#### Task details:
Retype the records that follow, every line exactly as written.

#### Exercise data:
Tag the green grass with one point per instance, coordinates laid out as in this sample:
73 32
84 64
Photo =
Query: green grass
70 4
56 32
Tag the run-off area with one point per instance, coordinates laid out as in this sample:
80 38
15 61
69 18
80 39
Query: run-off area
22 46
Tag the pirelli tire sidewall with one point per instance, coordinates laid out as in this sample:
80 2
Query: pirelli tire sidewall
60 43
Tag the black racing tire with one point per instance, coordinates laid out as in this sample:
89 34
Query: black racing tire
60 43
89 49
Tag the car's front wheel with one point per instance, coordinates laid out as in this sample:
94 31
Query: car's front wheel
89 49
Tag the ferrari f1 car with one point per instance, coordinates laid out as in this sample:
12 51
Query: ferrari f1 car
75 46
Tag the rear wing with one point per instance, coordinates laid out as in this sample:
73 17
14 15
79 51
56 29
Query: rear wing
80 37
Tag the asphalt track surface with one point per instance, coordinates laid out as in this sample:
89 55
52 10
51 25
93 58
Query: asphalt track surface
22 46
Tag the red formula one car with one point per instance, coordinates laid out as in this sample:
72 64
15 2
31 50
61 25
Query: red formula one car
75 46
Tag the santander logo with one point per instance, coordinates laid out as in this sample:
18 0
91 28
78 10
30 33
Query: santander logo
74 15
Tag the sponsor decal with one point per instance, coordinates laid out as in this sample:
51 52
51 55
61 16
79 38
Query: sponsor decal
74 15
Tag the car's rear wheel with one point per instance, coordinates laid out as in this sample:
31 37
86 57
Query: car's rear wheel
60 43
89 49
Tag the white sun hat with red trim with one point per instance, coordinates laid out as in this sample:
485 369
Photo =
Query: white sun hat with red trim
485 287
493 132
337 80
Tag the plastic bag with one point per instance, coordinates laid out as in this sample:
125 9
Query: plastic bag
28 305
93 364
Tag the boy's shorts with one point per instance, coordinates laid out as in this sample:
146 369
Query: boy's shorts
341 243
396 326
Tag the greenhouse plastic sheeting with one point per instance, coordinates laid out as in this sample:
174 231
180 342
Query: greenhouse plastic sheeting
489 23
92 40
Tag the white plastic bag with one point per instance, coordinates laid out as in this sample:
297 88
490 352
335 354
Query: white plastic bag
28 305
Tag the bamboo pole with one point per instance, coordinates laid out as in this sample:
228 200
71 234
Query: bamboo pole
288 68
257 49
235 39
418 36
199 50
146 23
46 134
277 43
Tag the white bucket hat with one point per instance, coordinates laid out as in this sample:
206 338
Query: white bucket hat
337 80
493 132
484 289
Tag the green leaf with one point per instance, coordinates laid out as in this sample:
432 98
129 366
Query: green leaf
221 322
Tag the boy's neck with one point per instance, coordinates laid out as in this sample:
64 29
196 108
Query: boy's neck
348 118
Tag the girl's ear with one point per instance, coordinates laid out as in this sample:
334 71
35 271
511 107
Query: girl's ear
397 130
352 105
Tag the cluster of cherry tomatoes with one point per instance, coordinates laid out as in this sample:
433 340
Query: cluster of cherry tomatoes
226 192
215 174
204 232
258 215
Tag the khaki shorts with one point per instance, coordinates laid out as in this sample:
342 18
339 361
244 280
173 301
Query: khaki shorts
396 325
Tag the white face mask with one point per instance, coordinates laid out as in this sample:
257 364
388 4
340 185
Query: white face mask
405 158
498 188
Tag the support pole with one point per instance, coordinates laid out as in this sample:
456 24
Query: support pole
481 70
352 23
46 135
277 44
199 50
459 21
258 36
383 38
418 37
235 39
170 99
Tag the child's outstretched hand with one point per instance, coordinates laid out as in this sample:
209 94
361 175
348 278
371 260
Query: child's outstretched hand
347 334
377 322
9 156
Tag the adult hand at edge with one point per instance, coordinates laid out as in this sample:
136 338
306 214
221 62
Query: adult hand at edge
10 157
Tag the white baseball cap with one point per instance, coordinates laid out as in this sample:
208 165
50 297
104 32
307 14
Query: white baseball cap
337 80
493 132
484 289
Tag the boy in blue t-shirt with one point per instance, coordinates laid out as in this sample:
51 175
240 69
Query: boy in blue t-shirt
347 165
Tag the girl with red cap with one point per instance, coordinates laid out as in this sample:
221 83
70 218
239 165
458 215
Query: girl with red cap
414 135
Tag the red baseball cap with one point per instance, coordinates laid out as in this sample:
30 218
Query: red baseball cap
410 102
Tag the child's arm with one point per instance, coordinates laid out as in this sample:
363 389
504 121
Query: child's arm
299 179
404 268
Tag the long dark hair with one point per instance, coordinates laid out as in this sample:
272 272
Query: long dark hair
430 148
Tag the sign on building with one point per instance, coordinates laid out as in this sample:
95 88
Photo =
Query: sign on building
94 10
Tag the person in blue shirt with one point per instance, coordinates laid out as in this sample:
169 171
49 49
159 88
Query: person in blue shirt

#### Task answer:
Tag the green grass with one point per instance, coordinates laid out as in this sample:
73 32
84 64
Photo =
Query: green grass
70 4
56 32
Tag the run-off area with one point per instance, coordinates laid out as in this sample:
80 38
15 61
69 18
80 39
Query: run-off area
22 46
Tag the pirelli tire sidewall with one point per instance, coordinates laid out as in this sample:
80 2
Query: pirelli tire sidewall
60 43
Tag the black racing tire with one point per instance, coordinates laid out as in this sample:
89 34
Query: black racing tire
60 43
89 49
Tag the car's front wheel with one point per instance, coordinates laid out as in this sample:
94 31
Query: car's front wheel
89 49
Tag the ferrari f1 car with one point per instance, coordinates laid out as in this sample:
12 51
Query: ferrari f1 car
75 46
Tag the rear wing with one point per instance, coordinates laid out as in this sample:
73 17
14 15
79 51
56 29
Query: rear wing
80 37
Tag the asphalt track surface with one point per instance, coordinates laid out as in this sample:
89 55
52 10
51 25
93 58
Query: asphalt track surface
22 46
Tag the red formula one car with one point per instance, coordinates laid out as in this sample:
72 64
15 2
31 50
61 25
Query: red formula one car
75 46
Tag the santander logo with one point per instance, coordinates laid out as in this sample:
18 0
91 28
78 10
30 33
Query: santander logo
74 15
Tag the sponsor decal with one point per instance, coordinates laid out as in this sample:
51 52
51 55
61 16
79 38
Query: sponsor decal
74 15
Tag the car's rear wheel with one point per instance, coordinates laid out as in this sample:
31 37
86 57
Query: car's rear wheel
60 43
89 49
Tag the white sun hat with red trim with one point per instance, coordinates laid out as in this sample:
485 369
Photo =
Query: white sun hat with red trim
485 287
493 132
337 80
Tag the plastic bag with one point per instance, coordinates laid out as in this sample:
125 9
Query: plastic bag
28 305
93 364
Tag the boy's shorts with one point per instance, coordinates laid out as in this sample:
146 369
Query: boy's shorts
341 243
396 326
Tag the greenhouse plastic sheeting with one point per instance, coordinates laid out as in this sample:
174 231
180 342
Query: greenhouse plastic sheeting
489 23
92 40
Tag the white plastic bag with one point per instance, coordinates laid out as in this sample:
297 88
490 352
335 354
Query: white plastic bag
28 305
Tag the bamboo pole with one point per instance, coordinates laid out as in this sample:
228 200
71 234
Query: bamboo pole
288 68
257 49
235 39
418 36
199 50
146 23
46 134
277 43
Tag the white bucket hat with one point per instance, coordinates laid out as in this sample:
206 338
Query: white bucket hat
337 80
493 132
484 289
Tag the green leaf with one point per instance, coordinates laid out as in this sample:
432 98
129 366
Query: green leaf
221 322
Tag the boy's neck with one point per instance, coordinates laid out as in this sample:
64 29
196 108
Query: boy's neck
348 118
Tag the girl's ear with one point per instance, coordinates laid out as in this sample:
334 71
35 271
511 107
Query: girl's ear
397 130
352 105
Tag the cluster of cherry tomatoes with one point per instance, coordinates laid out as in this sample:
433 340
Query: cluster of cherry tomatoes
226 192
215 174
204 232
258 215
Tag the khaki shorts with one point per instance, coordinates laid out as in this sample:
342 18
339 361
244 280
173 301
Query: khaki shorts
396 325
Tag the white face mask with one point per instance, coordinates laid out as in this sample:
257 364
388 4
340 185
Query: white face mask
405 158
498 188
Tag the support pole with one point per instance, coordinates laid out as in this sample:
456 24
Query: support pole
481 70
352 23
46 135
277 44
199 50
459 21
258 36
383 38
418 37
235 39
170 99
Tag the child's outstretched hand with one point per instance, coordinates laid out as in this sample:
209 94
361 175
348 278
371 260
Query: child's outstretched hand
347 334
377 322
9 156
Tag the adult hand at edge with one point per instance, coordinates laid out as in this sample:
136 338
306 214
221 62
Query: adult hand at edge
10 157
Tag the white baseball cap with one point per instance, coordinates laid out as in this sample:
208 165
50 297
104 32
307 14
Query: white baseball cap
337 80
493 132
484 289
Tag the boy in blue t-shirt with one point per instance, coordinates laid out as in this sample:
51 175
240 69
Query: boy in blue t-shirt
347 165
Tag the girl with red cap with one point per instance, coordinates laid out as in this sample:
221 83
70 218
239 165
458 215
Query: girl with red cap
414 135
Tag the red baseball cap with one point per instance, coordinates laid out as in this sample:
30 218
Query: red baseball cap
410 102
Tag the child's arm with one point per instance, coordinates laid out as in this sample:
363 389
504 121
Query: child's arm
299 179
404 268
Tag the long dark hair with one point per instance, coordinates laid out as in this sample:
272 272
Query: long dark hair
430 148
Tag the sign on building with one point per instance, coordinates laid out as in this sample:
95 88
Photo =
Query: sign on building
94 10
Tag the person in blue shirt with one point per instance, coordinates laid out as in this sample:
169 171
49 49
159 88
Query: person in blue shirt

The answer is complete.